* **記事の抜粋**:
* * * * * * *
青葉被告は上下紺色のジャージにマスクを着け、車いすで法廷に入りました。
午前10時半すぎに開廷し、増田啓祐裁判長から「言いたいことはありますか」と聞かれると、証言台で10秒ほど沈黙したあと「ありません」と答えました。

判決の言い渡しが始まると、増田裁判長は「有罪判決ですが、主文は最後に告げます」と述べ、冒頭で結論にあたる主文を述べず、判決の理由を先に読み上げました。

裁判の争点 責任能力の判断は

最大の争点は事件当時、被告に物事の善悪を判断する責任能力があったかどうかでした。検察は「妄想の影響は限定的だった」としたうえで、完全な責任能力があったと主張。一方、弁護側は「被告は重度の妄想性障害だった」として、責任能力はなかったと主張していました。

争点となっていた項目の検察と弁護側の双方の主張です。

判決では、このうち黄色の部分について裁判所が認定しました。

弁護側の「妄想性障害があった」という主張は認めましたが、そのほかはほぼ検察の主張に沿った判断を示しました。詳しくみていきます。

【事件に至る動機や経緯について】
裁判所は「被告は、孤立して生活が困窮していく状況の中で京都アニメーションが小説を落選させたうえにアイデアの盗用を続けて利益を得ていると考え、恨みを強めた。そして、放火殺人までしないと盗用が終わらないなどと考え、本件犯行を決意し、京都に行くことを決めた」と指摘しました。
* * * * * * *
* **提示された記録**:
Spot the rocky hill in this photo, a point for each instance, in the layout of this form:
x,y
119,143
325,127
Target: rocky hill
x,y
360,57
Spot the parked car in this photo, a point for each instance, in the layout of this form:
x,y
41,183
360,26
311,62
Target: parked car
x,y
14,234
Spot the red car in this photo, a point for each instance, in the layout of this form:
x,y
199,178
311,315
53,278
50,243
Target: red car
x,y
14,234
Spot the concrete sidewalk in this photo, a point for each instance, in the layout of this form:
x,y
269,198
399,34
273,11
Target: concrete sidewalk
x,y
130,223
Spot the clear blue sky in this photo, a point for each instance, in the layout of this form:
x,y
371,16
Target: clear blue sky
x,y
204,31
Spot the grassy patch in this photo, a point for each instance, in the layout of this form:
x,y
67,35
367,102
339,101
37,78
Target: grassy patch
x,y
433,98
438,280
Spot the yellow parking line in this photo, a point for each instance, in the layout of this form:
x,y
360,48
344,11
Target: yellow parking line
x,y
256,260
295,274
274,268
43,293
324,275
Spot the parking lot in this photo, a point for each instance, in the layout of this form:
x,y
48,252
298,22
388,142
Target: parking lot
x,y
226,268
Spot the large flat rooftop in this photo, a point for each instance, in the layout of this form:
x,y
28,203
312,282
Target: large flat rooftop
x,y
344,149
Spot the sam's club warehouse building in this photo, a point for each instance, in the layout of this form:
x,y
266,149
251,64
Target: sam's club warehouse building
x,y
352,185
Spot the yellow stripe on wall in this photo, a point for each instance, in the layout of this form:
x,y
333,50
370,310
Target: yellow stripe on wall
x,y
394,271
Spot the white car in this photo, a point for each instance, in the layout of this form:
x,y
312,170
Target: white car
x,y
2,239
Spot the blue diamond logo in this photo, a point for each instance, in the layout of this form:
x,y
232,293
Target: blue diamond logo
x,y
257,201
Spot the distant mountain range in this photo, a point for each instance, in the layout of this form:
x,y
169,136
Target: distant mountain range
* * * * * * *
* **課題の説明**: 記事の「争点となっていた項目の検察と弁護側の双方の主張です。」から「とを決めた」と指摘しました。」までを、「弁護側」を「被告側」に置き換えて書き直してください。 これらの記録は、記事とは別の出典から取られたものです。

* **解答例**:
争点となっていた項目の検察と被告側の双方の主張です。

判決では、このうち黄色の部分について裁判所が認定しました。

被告側の「妄想性障害があった」という主張は認めましたが、そのほかはほぼ検察の主張に沿った判断を示しました。詳しくみていきます。

【事件に至る動機や経緯について】
裁判所は「被告は、孤立して生活が困窮していく状況の中で京都アニメーションが小説を落選させたうえにアイデアの盗用を続けて利益を得ていると考え、恨みを強めた。そして、放火殺人までしないと盗用が終わらないなどと考え、本件犯行を決意し、京都に行くことを決めた」と指摘しました。